→ Required action 1: According to the hummingbird photography guide, how many times per second can a hovering hummingbird's wings beat?
→ Required action 2: From the hummingbird photography guide, reproduce word for word the part that opens with the words containing "For example, my" and closes with "to the subject.)".

*** Excerpt provided ***

1. High Speed Flash

Hummingbirds are some of the most colorful and delightful birds—wonderful to watch, and fun to capture with your camera. This Online Guide will give you an introduction to professional techniques for photographing these flying jewels, and preview what you will learn in our Hummingbird Photography Workshops. But try these techniques with caution—hummingbird photography can be addictive!

Freezing a Hummingbird's Wings: High-Speed Flash

As hummingbirds hover at a flower or feeder, their wings can beat up to 80 times per second, which produces their signature hum. To the naked eye—and often to your camera—the wings are just a blur. One of the first questions I'm asked is what shutter speed I use to stop this super-fast movement.

The real answer is that the motion is frozen with high speed electronic flash strobe, not by a fast shutter speed on the camera.

You can photograph hummingbirds with a single flash mounted on your camera's hotshoe. But for professional looking results, you'll want to use multiple flashes mounted off the camera. How many should you use? That depends on your style and resources.

Three or four is a good starting number. I sometimes use five or six because, as you'll see, you usually need separate strobes on the background. The good news is that you can use fairly simple and inexpensive hotshoe flashes (e.g. Vivitar or Sunpak) as I'll explain below.

Controlling Flash Duration

A typical hotshoe flash puts out a very fast "pulse" of light. But how fast is fast? To freeze all motion in a hummingbird's wings, you need a duration as short as 1/5,000 to 1/20,000 of a second (50-200 microseconds).

At full power, a typical hotshoe flash has a duration of about 1/750 to 1/1,000 s, which is too slow for our needs. However, today's variable power flashes have a key feature that we can exploit: as you decrease the power, the flash duration also decreases, roughly in line with the power.

For example, my Canon Speedlites have a duration of about 1/750 s at full and half power, and then the duration decreases by roughly half every time you reduce the power by one f/stop. The result is about 1/6,000 s at 1/16 power, and 1/10,000 s at 1/32 power. That's plenty of stopping ability—albeit at the cost of reduced light output. (But we can compensate for that by using several flashes and moving them closer to the subject.)

There are two ways to get low power from a hotshoe flash: adjust the power manually (if your flash has a manual power setting), or use TTL (Through-The-Lens) automatic flash and move closer to the subject. I prefer to set the flash power manually, for more control. But let's take a look at how TTL autoflash works first.

*** End of Excerpt provided ***
*** Supplied material ***

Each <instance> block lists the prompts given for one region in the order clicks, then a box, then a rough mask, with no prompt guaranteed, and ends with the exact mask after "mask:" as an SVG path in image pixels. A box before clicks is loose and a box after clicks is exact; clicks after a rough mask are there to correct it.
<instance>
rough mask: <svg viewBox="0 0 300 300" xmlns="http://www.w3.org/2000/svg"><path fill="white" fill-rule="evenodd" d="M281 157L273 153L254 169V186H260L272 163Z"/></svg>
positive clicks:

*** End of Supplied material ***

→ Expected answer 1: Up to 80 times per second.

→ Expected answer 2:
For example, my Canon Speedlites have a duration of about 1/750 s at full and half power, and then the duration decreases by roughly half every time you reduce the power by one f/stop. The result is about 1/6,000 s at 1/16 power, and 1/10,000 s at 1/32 power. That's plenty of stopping ability—albeit at the cost of reduced light output. (But we can compensate for that by using several flashes and moving them closer to the subject.)